Your task –
Give back only the lines from the one with "The resolver MUST return, for each instance of the distant" through the last line of the data, exactly as they appear.

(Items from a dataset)
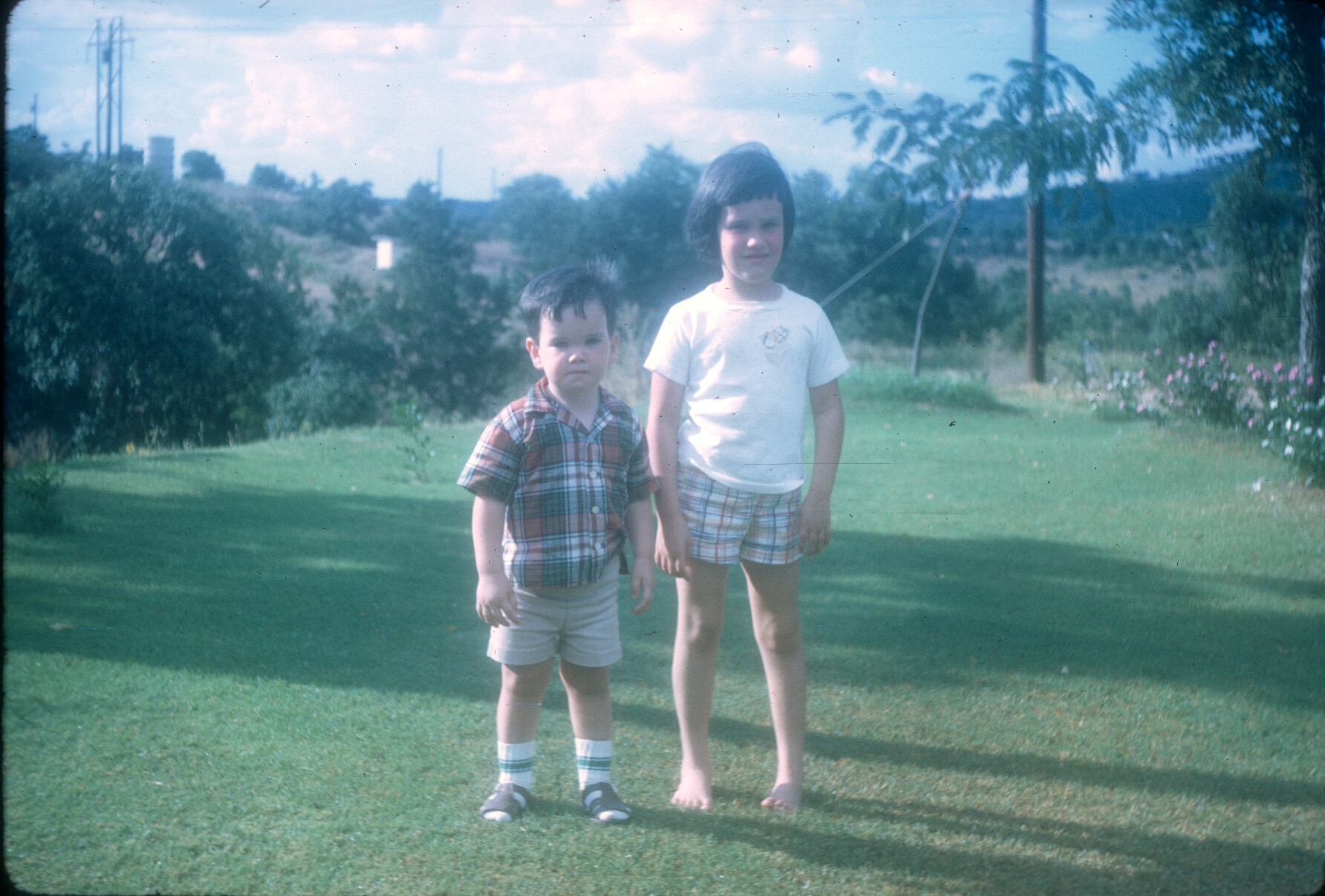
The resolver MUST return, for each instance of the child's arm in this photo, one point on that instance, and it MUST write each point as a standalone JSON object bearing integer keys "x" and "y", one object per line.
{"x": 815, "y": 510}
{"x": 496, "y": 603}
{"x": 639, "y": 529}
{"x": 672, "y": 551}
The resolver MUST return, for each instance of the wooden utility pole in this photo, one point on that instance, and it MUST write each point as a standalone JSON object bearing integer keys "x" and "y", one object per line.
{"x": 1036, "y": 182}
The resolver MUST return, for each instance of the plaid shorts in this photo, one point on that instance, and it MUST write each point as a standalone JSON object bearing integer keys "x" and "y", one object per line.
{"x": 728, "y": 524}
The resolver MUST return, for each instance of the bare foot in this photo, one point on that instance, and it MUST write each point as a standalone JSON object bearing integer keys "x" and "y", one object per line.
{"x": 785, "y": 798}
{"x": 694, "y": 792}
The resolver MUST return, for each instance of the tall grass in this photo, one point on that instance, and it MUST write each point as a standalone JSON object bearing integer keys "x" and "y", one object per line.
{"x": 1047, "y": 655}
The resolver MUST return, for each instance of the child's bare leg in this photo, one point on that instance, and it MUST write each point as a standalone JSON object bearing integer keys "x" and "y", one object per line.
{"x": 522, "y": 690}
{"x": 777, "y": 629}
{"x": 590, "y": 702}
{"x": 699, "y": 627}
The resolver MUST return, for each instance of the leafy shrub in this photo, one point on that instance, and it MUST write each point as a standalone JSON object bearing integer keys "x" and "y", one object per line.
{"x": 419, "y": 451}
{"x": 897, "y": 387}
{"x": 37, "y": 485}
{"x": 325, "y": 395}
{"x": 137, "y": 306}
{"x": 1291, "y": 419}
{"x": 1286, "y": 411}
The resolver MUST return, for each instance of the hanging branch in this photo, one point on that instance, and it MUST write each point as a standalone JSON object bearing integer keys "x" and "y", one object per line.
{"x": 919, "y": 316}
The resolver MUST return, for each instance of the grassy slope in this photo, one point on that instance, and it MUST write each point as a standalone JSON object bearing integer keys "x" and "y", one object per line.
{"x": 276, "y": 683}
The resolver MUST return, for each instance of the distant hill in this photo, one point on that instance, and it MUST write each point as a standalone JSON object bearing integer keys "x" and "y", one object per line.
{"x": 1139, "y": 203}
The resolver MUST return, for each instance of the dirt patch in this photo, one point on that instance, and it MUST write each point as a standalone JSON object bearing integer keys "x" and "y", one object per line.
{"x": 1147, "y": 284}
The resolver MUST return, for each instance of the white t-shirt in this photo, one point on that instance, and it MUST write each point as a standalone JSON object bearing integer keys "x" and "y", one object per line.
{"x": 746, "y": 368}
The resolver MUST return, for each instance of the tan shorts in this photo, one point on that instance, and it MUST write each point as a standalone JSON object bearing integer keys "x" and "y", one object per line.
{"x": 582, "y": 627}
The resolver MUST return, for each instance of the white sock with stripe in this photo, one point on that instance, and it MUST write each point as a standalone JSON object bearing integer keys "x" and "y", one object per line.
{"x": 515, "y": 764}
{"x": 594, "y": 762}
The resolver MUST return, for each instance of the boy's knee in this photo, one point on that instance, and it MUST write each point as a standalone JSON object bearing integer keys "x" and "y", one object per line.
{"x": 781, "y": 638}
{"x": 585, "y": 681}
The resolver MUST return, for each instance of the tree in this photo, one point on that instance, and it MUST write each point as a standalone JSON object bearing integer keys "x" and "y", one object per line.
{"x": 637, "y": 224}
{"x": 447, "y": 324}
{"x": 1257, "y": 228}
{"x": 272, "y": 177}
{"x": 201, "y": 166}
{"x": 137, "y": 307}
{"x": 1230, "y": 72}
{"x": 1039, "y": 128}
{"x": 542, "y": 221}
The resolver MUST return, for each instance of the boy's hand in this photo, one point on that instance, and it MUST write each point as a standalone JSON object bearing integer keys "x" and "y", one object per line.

Response below –
The resolver MUST return, for each instance of the distant hill in this photo, one point on that instance, and it MUST write each point as a standalone JSON object bearing integer keys "x" and "y", one object per line.
{"x": 1139, "y": 203}
The resolver MUST return, for each instance of the dirt patch in this photo, one point on that instance, and it MUST write each point as a standalone JSON object bearing integer keys "x" and "y", one object per line.
{"x": 1147, "y": 284}
The resolver MUST return, for each instance of the white t-shirt in this photo, one point on that instance, and it MUST write each point as a standalone JSON object bearing integer keys "x" and "y", one object per line.
{"x": 746, "y": 368}
The resolver MUST return, for each instance of the tan shorts in this photo, one point on that instance, and it MUST write each point as a standalone JSON object bearing integer keys "x" and "y", one object per line.
{"x": 582, "y": 627}
The resolver MUST return, for each instance of the white sock with stripe in this photo, one point on that instance, and it MUST write each point as a standalone JSON object bearing integer keys "x" and "y", one object per line.
{"x": 515, "y": 764}
{"x": 594, "y": 762}
The resolver MUST return, for each instance of the boy's knee in this photo, one point on that instance, and it MUST write each point as a standalone JSON object bearing integer keys "x" and "y", one object per line.
{"x": 781, "y": 638}
{"x": 585, "y": 681}
The resolver MUST return, for each instance of the tree in this photo, one point on that instance, and it MUST write each point as a standalone JSON object bearing integer keys "x" and "y", one object per line.
{"x": 637, "y": 224}
{"x": 447, "y": 324}
{"x": 1257, "y": 228}
{"x": 272, "y": 177}
{"x": 201, "y": 166}
{"x": 137, "y": 307}
{"x": 1230, "y": 72}
{"x": 1039, "y": 128}
{"x": 542, "y": 221}
The resolver MUST return, for each instance of the boy's hand in this photo, one point on that instance, and it MUST write each point as a standalone JSON object bearing integer keys "x" and "y", one object per line.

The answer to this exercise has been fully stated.